Exercise instructions:
Extract every line from the records below that contains the word "like".

══ Data listing ══

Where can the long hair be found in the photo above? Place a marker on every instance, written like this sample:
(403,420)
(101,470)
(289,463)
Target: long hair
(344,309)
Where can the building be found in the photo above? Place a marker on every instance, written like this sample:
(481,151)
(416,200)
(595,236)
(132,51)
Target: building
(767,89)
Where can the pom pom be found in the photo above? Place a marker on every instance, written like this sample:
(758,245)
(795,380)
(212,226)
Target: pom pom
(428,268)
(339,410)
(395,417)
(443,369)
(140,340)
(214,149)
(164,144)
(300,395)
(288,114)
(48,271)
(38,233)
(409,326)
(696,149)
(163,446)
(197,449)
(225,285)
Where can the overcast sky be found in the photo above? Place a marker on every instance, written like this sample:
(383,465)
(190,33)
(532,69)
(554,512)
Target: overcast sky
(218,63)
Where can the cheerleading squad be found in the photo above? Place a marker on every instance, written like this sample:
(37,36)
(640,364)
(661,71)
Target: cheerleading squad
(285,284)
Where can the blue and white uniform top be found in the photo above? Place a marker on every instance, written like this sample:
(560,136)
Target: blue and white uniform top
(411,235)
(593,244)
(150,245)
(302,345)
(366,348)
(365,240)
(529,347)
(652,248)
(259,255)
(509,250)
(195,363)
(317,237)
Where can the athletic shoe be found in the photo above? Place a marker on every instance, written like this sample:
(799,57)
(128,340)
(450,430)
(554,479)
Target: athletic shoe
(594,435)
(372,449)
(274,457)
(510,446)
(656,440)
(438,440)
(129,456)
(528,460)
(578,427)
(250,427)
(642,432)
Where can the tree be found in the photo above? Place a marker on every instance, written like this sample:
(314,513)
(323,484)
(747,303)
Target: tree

═══

Response area:
Where can the long hair be found in the photo above? Place a marker on every instance, written like this sample:
Where can the building be found in the photo above? Place a marker on every instance, written like this sample:
Where can the pom pom be found in the photo above? Place a marker on every instance, written like this sample:
Where can the overcast sky be found in the photo above? Place a marker on every instance, written like this sample:
Where can the cheerleading squad be found in the photo above? Place a marker on every instance, written like this sample:
Where can the blue and white uniform top be found in the photo above? Place a marker on every instance, written like this sample:
Where can the athletic shoe be found in the photo above? Place a marker on every instance, written like this sample:
Where can the tree be found in the photo above? Place a marker on every instance, written like this sample:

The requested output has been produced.